*** STORED DATA Section Begins ***
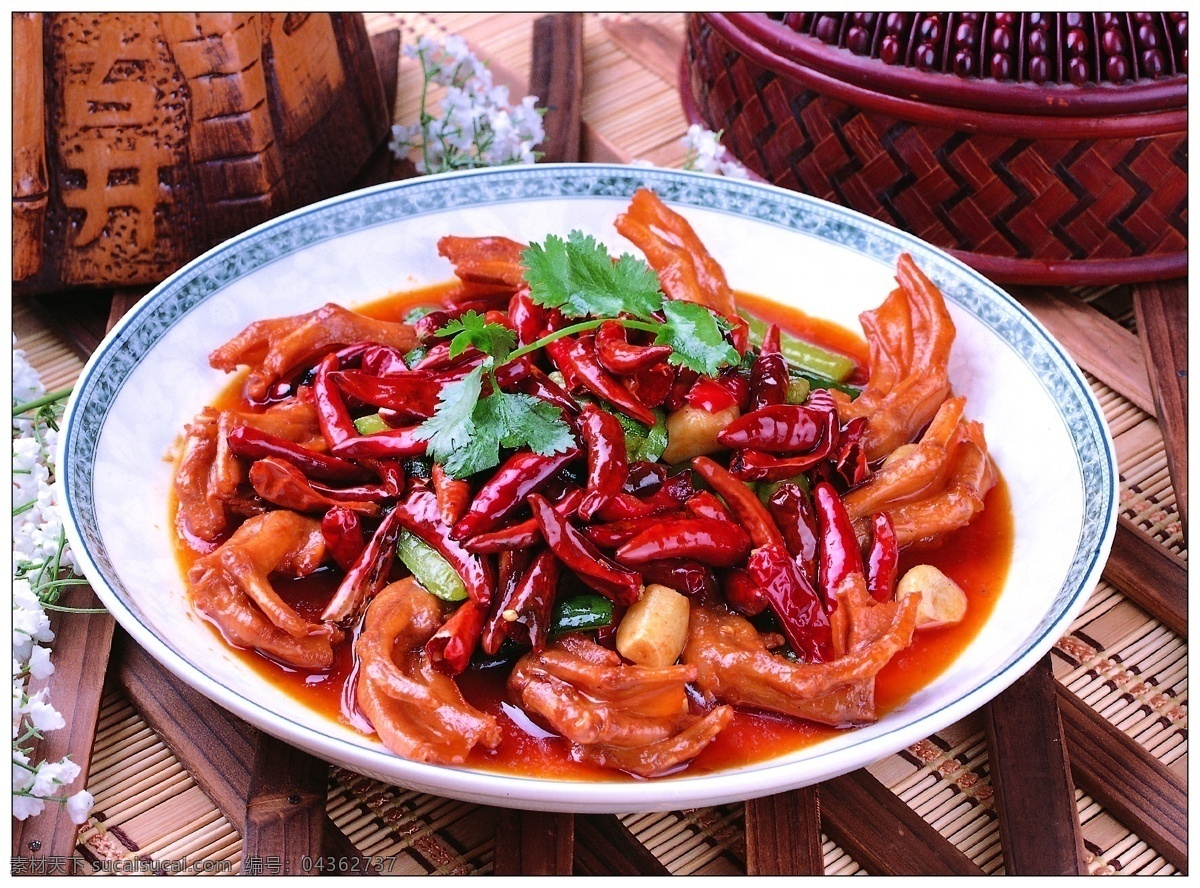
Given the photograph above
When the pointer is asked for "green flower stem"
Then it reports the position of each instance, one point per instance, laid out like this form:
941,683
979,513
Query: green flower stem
581,328
60,609
45,401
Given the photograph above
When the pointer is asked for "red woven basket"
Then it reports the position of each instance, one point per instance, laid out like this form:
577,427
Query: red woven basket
1065,165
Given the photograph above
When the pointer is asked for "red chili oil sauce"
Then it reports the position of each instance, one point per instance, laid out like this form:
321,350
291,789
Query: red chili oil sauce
976,557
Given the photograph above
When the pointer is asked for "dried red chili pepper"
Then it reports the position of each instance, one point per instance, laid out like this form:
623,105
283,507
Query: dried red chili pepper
676,487
427,327
883,559
395,443
671,495
451,646
580,367
528,318
255,444
335,420
795,603
369,573
525,615
412,395
652,385
618,355
705,505
523,534
709,395
707,540
342,529
453,493
684,378
851,460
282,484
778,429
419,515
743,594
511,567
617,533
838,553
389,489
382,360
685,576
352,355
503,493
792,511
391,475
751,515
525,377
645,477
768,373
439,358
598,571
607,457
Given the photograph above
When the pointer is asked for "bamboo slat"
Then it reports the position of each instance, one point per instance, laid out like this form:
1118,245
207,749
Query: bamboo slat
534,844
604,846
784,834
1110,767
76,687
1127,667
1098,345
1149,575
557,79
285,807
1038,822
1162,312
883,833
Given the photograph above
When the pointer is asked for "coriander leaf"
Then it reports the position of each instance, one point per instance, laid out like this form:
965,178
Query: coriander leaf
451,426
472,329
580,279
541,427
483,451
695,337
520,420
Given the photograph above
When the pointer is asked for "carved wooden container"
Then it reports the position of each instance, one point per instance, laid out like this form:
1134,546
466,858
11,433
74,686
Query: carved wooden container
1039,148
142,139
*** STORED DATA Section Ends ***
The exercise is to copy out every line above that has the word "asked" in it.

THE ANSWER:
When the pointer is asked for "green flower stem"
When the pointer is asked for "red woven basket"
When the pointer is asked for "red chili oil sauce"
When the pointer is asked for "dried red chili pepper"
When the pointer is asked for "bamboo slat"
When the pointer is asked for "coriander leaf"
When the pointer is asked for "carved wooden container"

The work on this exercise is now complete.